Page extract:
The code managing these comparisons turned out to be more complex than expected. The idea is that values are represented as ranges, so, for example, the IEEE-754 "0.3" is represented as ]0.299~, 0.300~[ which makes it equal to a true 0.3, because 0.3 is within that range.
It may be the worst domain name ever, but the site only exists because I thought that using "0" as a subdomain was a neat trick, and worked back from there to figure out what to do with it.
FWIW - the only way I can ever find my own website is by searching for it in my github repositories. So I definitely agree, it's not a terribly memorable domain.
It's the first result for "floating point site" on Google. Sure the domain itself is impossible to remember, but you don't have to remember the actual number, just what it stands for.
Remember filter bubble. My first result is not your first result. (although in this case it happens to be, but we both probably search a lot on programming)
Also did it in an InPrivate window to confirm, which is still somewhat targeted but far less so than on my actual account. It's still first.
And, at the end of the day, even if there's a filter bubble and it's the reason I see it first, then so what? The people looking for this site are likely going to fit into the same set of targeted demographics as you and me and most people on this site. So unless you also want to cater to 65-year old retirees that don't care about computer science and what floating numbers are, then why does the filter bubble even matter?
> That's one of the worst domain name ever. When the topic comes along, I always remember about "that single-serving website with a domain name that looks like a number" and then take a surprisingly long time searching for it.
That's why we need regular expressions support in every search box, browser history, bookmarks and Google included.
(Well, it's a big document. I searched for the string "addition", which occurs just 41 times.)
I failed, but I believe I can show that the standard requires addition to be commutative in all cases:
1. "Clause 5 of this standard specifies the result of a single arithmetic operation." (§10.1)
2. "All conforming implementations of this standard shall provide the operations listed in this clause for all
supported arithmetic formats, except as stated below. Unless otherwise specified, each of the computational
operations specified by this standard that returns a numeric result shall be performed as if it first produced
an intermediate result correct to infinite precision and with unbounded range, and then rounded that
intermediate result, if necessary, to fit in the destination’s format" (§5.1)
Obviously, addition of real numbers is commutative, so the intermediate result produced for addition(a,b) must be equal to that produced for addition(b,a). I hope, but cannot guarantee, that the rounding applied to that intermediate result would not then depend on the order of operands provided to the addition operator.
3. "The operation addition(x, y) computes x+y. The preferred exponent is min(Q(x), Q(y))." (§5.4.1). This is the entire definition of addition, as far as I could find. (It's also defined, just above this statement, as being a general-computational operation. According to §5.1, a general-computational operation is one which produces floating-point or integer results, rounds all results according to §4, and might signal floating-point exceptions according to §7.)

Problems to solve:
(a) Quote the stretch of the floating-point discussion from "It may be the" through "it stands for." word for word.
(b) Collect each line of the listing that includes the string "wall".
The listing has no connection to the floating-point discussion.

Extracted records:
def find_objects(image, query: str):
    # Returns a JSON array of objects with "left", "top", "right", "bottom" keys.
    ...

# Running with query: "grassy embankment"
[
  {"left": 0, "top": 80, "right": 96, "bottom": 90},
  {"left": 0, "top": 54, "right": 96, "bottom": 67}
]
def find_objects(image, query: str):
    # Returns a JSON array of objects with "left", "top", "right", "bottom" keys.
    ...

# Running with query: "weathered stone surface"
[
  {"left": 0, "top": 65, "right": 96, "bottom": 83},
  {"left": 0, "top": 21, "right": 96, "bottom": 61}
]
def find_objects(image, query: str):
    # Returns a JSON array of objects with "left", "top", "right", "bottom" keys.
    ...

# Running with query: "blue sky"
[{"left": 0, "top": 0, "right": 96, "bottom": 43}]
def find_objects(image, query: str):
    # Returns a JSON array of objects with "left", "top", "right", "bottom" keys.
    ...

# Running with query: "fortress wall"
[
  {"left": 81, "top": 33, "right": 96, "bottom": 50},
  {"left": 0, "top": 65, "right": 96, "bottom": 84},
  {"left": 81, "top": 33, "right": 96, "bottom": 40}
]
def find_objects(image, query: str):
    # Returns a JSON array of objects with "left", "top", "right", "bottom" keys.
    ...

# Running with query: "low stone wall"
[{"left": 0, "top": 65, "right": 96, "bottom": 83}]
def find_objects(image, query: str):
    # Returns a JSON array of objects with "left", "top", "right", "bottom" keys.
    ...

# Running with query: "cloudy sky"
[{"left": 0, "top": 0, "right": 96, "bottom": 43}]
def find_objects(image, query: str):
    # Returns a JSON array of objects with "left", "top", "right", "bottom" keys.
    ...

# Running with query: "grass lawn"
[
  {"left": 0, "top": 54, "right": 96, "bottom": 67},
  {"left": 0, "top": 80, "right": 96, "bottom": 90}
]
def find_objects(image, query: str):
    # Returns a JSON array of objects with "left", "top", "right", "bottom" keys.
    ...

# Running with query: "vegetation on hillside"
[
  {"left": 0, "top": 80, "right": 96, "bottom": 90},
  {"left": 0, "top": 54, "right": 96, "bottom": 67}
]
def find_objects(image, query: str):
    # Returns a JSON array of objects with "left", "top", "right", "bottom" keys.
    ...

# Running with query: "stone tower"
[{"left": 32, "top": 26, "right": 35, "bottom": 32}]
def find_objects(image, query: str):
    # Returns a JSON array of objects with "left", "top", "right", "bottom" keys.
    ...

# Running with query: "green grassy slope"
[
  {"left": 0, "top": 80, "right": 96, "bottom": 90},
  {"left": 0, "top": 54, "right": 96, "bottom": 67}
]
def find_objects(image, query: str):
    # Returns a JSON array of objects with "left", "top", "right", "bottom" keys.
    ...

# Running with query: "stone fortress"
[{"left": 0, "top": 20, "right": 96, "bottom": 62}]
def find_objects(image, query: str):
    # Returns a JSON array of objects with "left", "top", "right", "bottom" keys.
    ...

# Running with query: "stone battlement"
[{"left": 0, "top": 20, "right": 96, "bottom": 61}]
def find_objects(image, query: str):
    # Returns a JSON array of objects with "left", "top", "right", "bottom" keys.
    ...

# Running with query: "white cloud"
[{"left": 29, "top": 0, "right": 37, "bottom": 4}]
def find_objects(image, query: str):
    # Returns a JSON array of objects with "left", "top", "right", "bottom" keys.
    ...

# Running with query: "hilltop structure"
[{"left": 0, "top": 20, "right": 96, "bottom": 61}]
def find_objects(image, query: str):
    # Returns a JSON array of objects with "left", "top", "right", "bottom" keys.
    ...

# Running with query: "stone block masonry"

Results by task:
(a)
It may be the worst domain name ever, but the site only exists because I thought that using "0" as a subdomain was a neat trick, and worked back from there to figure out what to do with it.
FWIW - the only way I can ever find my own website is by searching for it in my github repositories. So I definitely agree, it's not a terribly memorable domain.
It's the first result for "floating point site" on Google. Sure the domain itself is impossible to remember, but you don't have to remember the actual number, just what it stands for.

(b)
# Running with query: "fortress wall"
# Running with query: "low stone wall"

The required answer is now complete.